(Pointing and labeling entries)
## begin

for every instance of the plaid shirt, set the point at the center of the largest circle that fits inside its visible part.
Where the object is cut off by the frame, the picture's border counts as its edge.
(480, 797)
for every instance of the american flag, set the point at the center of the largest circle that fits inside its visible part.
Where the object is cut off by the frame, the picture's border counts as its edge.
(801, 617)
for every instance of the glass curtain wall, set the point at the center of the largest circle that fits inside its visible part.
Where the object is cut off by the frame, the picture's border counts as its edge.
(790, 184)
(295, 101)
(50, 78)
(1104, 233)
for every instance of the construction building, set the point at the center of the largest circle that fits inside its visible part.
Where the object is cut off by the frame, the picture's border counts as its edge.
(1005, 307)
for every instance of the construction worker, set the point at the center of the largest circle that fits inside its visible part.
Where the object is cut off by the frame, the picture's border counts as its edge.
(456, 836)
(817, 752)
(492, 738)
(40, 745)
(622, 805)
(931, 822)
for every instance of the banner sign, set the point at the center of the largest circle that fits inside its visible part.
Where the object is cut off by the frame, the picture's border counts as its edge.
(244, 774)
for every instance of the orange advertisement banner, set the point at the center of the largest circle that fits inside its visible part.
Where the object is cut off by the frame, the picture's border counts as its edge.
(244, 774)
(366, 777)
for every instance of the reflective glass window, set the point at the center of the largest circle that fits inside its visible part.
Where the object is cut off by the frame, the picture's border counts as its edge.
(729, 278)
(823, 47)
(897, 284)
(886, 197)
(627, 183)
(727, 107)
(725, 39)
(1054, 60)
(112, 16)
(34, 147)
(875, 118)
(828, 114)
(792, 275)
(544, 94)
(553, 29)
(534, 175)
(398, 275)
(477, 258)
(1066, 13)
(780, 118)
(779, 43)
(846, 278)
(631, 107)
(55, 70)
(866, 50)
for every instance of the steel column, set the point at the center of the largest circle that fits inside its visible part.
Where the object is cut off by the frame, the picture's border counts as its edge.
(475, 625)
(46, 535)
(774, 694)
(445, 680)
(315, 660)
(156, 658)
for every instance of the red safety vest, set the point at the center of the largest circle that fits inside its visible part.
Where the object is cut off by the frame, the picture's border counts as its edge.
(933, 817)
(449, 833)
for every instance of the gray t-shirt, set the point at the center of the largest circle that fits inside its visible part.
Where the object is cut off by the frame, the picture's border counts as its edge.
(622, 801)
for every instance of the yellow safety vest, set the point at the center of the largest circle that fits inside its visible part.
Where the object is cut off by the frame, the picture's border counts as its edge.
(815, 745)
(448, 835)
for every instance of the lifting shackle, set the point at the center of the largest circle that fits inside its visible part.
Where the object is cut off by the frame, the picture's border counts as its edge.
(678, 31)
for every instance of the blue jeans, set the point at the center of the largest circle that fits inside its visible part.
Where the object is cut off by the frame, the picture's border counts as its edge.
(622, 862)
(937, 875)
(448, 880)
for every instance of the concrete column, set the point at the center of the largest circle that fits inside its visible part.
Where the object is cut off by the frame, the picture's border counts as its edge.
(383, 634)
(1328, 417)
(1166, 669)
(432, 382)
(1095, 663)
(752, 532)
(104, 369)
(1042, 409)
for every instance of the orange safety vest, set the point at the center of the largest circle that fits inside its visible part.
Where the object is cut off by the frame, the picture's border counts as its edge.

## end

Change every "largest circle" in the listing to "biggest circle" and leave all other text as it is.

for every instance of the plaid shirt, set the point at the center of the biggest circle that fits inside its visible part.
Where the object is cut off by the frame, the picture's border counts as its edge.
(480, 797)
for every instance of the american flag, set the point at the center of the biggest circle that fits inside its visible part.
Where the object is cut off by the frame, the picture's border counts as its edge.
(801, 617)
for every instance of the glass curtain wall, set the point at the center of the biggest circle that fits inside its visible part.
Where the object is cut off by the frame, the picture's border counts as its edge.
(790, 184)
(295, 101)
(50, 78)
(1104, 233)
for every instance of the construction building, set the point at the center of the biggest circle that fits inside its visible part.
Where the object is cut off by the frame, the picture's border counts as its edge.
(1005, 307)
for every instance of the construction worker, set the point at the center of the biggest circle that fits inside its visible part.
Where the object is cut off by the frame, the picture's border counts as its edge.
(456, 836)
(817, 752)
(492, 738)
(40, 745)
(622, 805)
(931, 822)
for every instance of the banner sign, set the point at the center of the biggest circle that fits inside its visible part.
Where the object is cut off by the frame, the picture's border counts as its edge.
(244, 774)
for every instance of the orange advertisement banner, set the point at the center of the biggest circle that fits inside its visible part.
Where the object is cut off by the frame, the picture's border counts as its edge.
(244, 774)
(366, 777)
for every instance of the reflective glass window, set the point at the center of the biggest circle that fits inside its visible part.
Where the object is cut off by the frame, the picture's border counts as its edge.
(729, 278)
(823, 47)
(897, 284)
(886, 197)
(627, 183)
(727, 107)
(725, 39)
(1054, 60)
(112, 16)
(34, 147)
(875, 118)
(828, 114)
(792, 275)
(544, 94)
(553, 29)
(534, 175)
(398, 275)
(477, 258)
(1066, 13)
(780, 118)
(779, 43)
(846, 278)
(631, 107)
(55, 70)
(866, 50)
for every instance of the steel column, set the point at the center of the biggest circle that fits inside its visible part.
Where the object is cut off by the frame, the picture's border counts as its edge.
(475, 625)
(46, 535)
(774, 694)
(445, 680)
(315, 660)
(156, 658)
for every instance of the red safety vest, set the point at the center of the biggest circle that fits inside its visible part.
Where the object is cut off by the frame, the picture's border counts as its edge.
(933, 817)
(449, 833)
for every instance of the gray t-shirt, set the point at the center of the biggest circle that fits inside its visible part.
Where the object is cut off by the frame, the picture's border counts as its edge.
(622, 801)
for every instance of the yellow safety vest, set the point at the center of the biggest circle that fits inside its visible part.
Where the object is cut off by the frame, the picture's border counts as its edge.
(815, 745)
(448, 835)
for every instance of the lifting shackle, set the point at the center of the biggest circle that fits inside its visible part.
Where the object is cut off by the frame, the picture's border counts as its edge.
(678, 31)
for every instance of the blue jeans, set the point at the center of the biggest circle that fits inside its visible part.
Where the object is cut off by the frame, the picture's border counts as its edge.
(622, 862)
(937, 875)
(448, 880)
for every instance of the concrete column, set the point at the center of the biggest circle that fits inside its visible part.
Where the object is cut off by the frame, the picture's border counts as its edge.
(383, 634)
(1328, 417)
(1166, 669)
(432, 382)
(1095, 663)
(752, 532)
(104, 369)
(1042, 409)
for every instance of the orange safety vest, set the point at the center of the biggest circle that fits inside its visible part.
Where the object is cut off by the frame, the picture's border counts as its edge.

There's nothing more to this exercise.